In the records below, locate the line containing "Every instance of the thatched roof"; output that line and every following line through the last, exactly.

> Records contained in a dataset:
● ● ● ● ●
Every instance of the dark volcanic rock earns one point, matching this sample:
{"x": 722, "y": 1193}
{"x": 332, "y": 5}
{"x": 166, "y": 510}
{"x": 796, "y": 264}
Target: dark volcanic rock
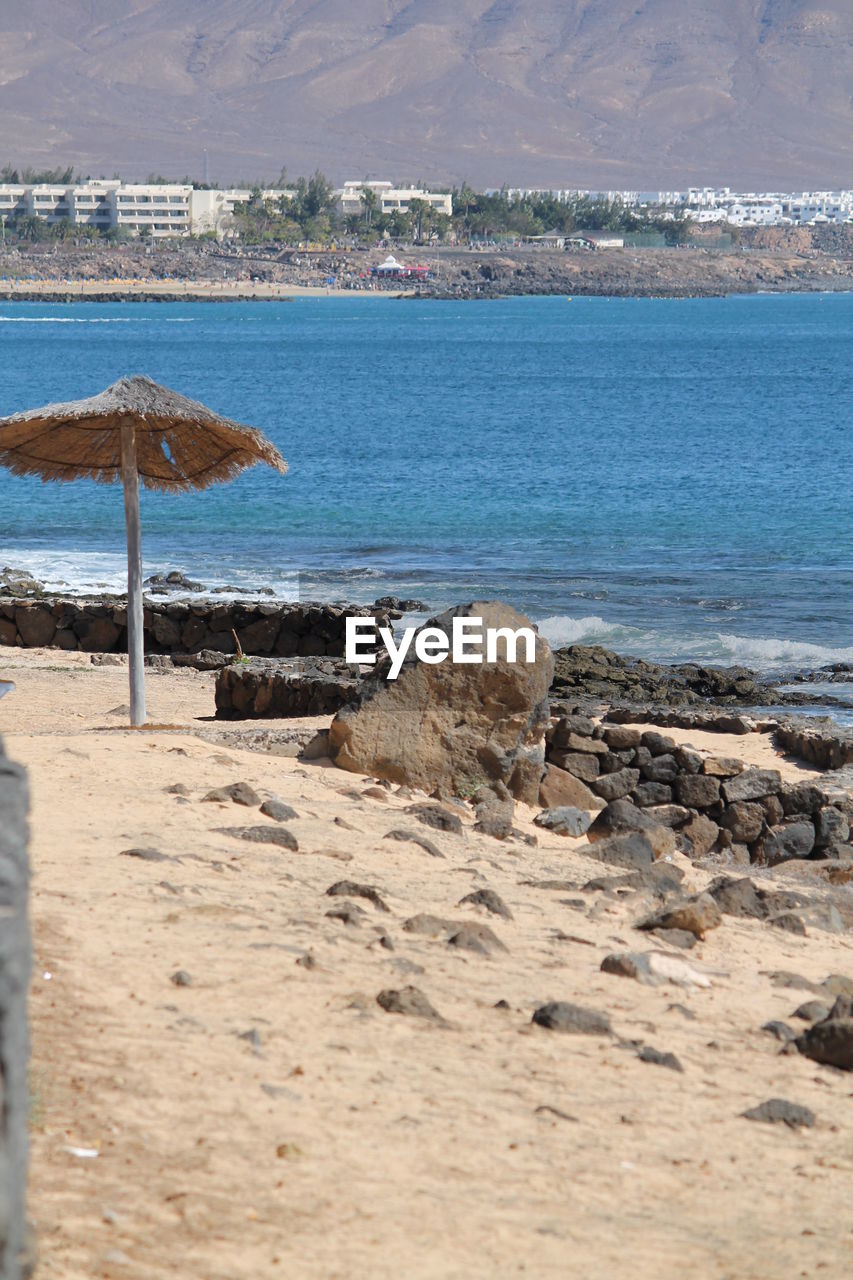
{"x": 780, "y": 1111}
{"x": 559, "y": 1015}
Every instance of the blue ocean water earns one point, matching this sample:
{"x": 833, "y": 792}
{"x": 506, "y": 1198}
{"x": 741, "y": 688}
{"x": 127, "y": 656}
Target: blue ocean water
{"x": 670, "y": 478}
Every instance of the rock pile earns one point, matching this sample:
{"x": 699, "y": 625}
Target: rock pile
{"x": 268, "y": 688}
{"x": 714, "y": 805}
{"x": 181, "y": 626}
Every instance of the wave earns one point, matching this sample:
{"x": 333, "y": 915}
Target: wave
{"x": 772, "y": 654}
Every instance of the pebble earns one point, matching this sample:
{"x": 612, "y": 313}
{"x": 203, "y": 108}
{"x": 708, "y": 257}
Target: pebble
{"x": 780, "y": 1111}
{"x": 488, "y": 899}
{"x": 278, "y": 810}
{"x": 411, "y": 1002}
{"x": 559, "y": 1015}
{"x": 351, "y": 888}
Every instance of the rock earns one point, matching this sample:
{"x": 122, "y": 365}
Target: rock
{"x": 147, "y": 855}
{"x": 723, "y": 767}
{"x": 829, "y": 1042}
{"x": 629, "y": 964}
{"x": 559, "y": 789}
{"x": 238, "y": 792}
{"x": 738, "y": 897}
{"x": 488, "y": 899}
{"x": 579, "y": 764}
{"x": 615, "y": 786}
{"x": 661, "y": 768}
{"x": 702, "y": 833}
{"x": 831, "y": 827}
{"x": 697, "y": 915}
{"x": 658, "y": 1059}
{"x": 279, "y": 836}
{"x": 559, "y": 1015}
{"x": 564, "y": 821}
{"x": 633, "y": 850}
{"x": 796, "y": 840}
{"x": 477, "y": 937}
{"x": 780, "y": 1111}
{"x": 432, "y": 926}
{"x": 414, "y": 839}
{"x": 696, "y": 790}
{"x": 780, "y": 1032}
{"x": 278, "y": 810}
{"x": 349, "y": 913}
{"x": 436, "y": 816}
{"x": 438, "y": 726}
{"x": 743, "y": 821}
{"x": 812, "y": 1011}
{"x": 651, "y": 794}
{"x": 411, "y": 1002}
{"x": 751, "y": 785}
{"x": 350, "y": 888}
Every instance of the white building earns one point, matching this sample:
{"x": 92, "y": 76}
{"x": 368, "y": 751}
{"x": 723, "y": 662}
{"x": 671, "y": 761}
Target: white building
{"x": 389, "y": 199}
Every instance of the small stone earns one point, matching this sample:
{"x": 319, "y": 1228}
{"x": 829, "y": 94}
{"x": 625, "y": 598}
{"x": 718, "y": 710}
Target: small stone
{"x": 279, "y": 836}
{"x": 660, "y": 1059}
{"x": 829, "y": 1042}
{"x": 350, "y": 888}
{"x": 411, "y": 1002}
{"x": 436, "y": 816}
{"x": 238, "y": 792}
{"x": 559, "y": 1015}
{"x": 477, "y": 937}
{"x": 780, "y": 1031}
{"x": 564, "y": 821}
{"x": 780, "y": 1111}
{"x": 147, "y": 855}
{"x": 414, "y": 839}
{"x": 488, "y": 899}
{"x": 278, "y": 810}
{"x": 812, "y": 1011}
{"x": 696, "y": 915}
{"x": 752, "y": 785}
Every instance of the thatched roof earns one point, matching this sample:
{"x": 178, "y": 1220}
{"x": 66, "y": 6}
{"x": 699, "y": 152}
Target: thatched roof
{"x": 181, "y": 444}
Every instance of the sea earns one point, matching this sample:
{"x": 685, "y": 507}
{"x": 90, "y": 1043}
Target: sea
{"x": 667, "y": 478}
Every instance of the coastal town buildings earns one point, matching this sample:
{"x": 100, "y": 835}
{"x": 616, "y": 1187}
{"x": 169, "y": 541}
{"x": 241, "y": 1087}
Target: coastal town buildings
{"x": 179, "y": 209}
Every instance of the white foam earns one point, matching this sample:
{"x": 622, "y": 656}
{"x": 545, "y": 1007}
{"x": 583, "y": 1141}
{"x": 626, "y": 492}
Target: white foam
{"x": 769, "y": 653}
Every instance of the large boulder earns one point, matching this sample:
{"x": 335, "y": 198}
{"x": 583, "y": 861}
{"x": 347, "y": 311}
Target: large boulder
{"x": 448, "y": 727}
{"x": 14, "y": 977}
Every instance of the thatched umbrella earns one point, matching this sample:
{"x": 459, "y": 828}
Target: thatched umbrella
{"x": 137, "y": 430}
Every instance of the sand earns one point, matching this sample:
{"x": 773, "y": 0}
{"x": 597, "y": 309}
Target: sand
{"x": 272, "y": 1120}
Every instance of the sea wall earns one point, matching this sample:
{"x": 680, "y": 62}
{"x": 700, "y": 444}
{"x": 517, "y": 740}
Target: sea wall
{"x": 181, "y": 626}
{"x": 712, "y": 804}
{"x": 14, "y": 1045}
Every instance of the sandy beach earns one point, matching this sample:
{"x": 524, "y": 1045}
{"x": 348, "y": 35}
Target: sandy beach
{"x": 269, "y": 1118}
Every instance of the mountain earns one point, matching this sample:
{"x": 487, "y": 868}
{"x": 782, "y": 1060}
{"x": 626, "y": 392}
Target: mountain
{"x": 648, "y": 94}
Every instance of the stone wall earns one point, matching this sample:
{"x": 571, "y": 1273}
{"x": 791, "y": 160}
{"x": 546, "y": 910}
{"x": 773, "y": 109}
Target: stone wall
{"x": 14, "y": 976}
{"x": 181, "y": 626}
{"x": 267, "y": 688}
{"x": 712, "y": 804}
● ● ● ● ●
> Final answer:
Every instance of the thatched roof earns one point, matching this sample:
{"x": 178, "y": 1220}
{"x": 66, "y": 6}
{"x": 699, "y": 152}
Target: thatched roof
{"x": 181, "y": 444}
Every instance of the sea earns one point, matching this sample:
{"x": 685, "y": 507}
{"x": 90, "y": 1043}
Target: sea
{"x": 667, "y": 478}
Every instance of the coastal town buildings earns one point, matching this sample:
{"x": 100, "y": 835}
{"x": 616, "y": 1187}
{"x": 169, "y": 541}
{"x": 241, "y": 1087}
Target: coastal town buildings
{"x": 179, "y": 209}
Every instance of the white foam earns one point, matching this sample:
{"x": 622, "y": 656}
{"x": 545, "y": 1007}
{"x": 583, "y": 1141}
{"x": 626, "y": 492}
Target: white foam
{"x": 769, "y": 653}
Every instance of the large boulder earns one point, matching this sample:
{"x": 335, "y": 198}
{"x": 583, "y": 861}
{"x": 347, "y": 311}
Target: large boulder
{"x": 448, "y": 727}
{"x": 14, "y": 977}
Every instance of the thatched umbrella earns one point, matching this sample:
{"x": 459, "y": 828}
Target: thatched umbrella
{"x": 137, "y": 430}
Every instance of the sand earns one point, matching this sample:
{"x": 773, "y": 0}
{"x": 597, "y": 309}
Target: sand
{"x": 272, "y": 1120}
Every instance of the sea wall earns one point, matching this sample:
{"x": 680, "y": 62}
{"x": 700, "y": 444}
{"x": 517, "y": 740}
Target: sea wall
{"x": 181, "y": 626}
{"x": 712, "y": 804}
{"x": 14, "y": 1045}
Every instance of the sandy beach earns one point, matching this sample:
{"x": 524, "y": 1045}
{"x": 348, "y": 35}
Target: sandy beach
{"x": 269, "y": 1118}
Every instance of the mountain earns one point, matching this sample:
{"x": 487, "y": 868}
{"x": 782, "y": 1060}
{"x": 626, "y": 392}
Target: mountain
{"x": 648, "y": 94}
Every instance of the stone wall earns one point, matching this sample:
{"x": 571, "y": 1273}
{"x": 791, "y": 160}
{"x": 546, "y": 910}
{"x": 773, "y": 109}
Target: stone wall
{"x": 14, "y": 976}
{"x": 181, "y": 626}
{"x": 267, "y": 688}
{"x": 712, "y": 804}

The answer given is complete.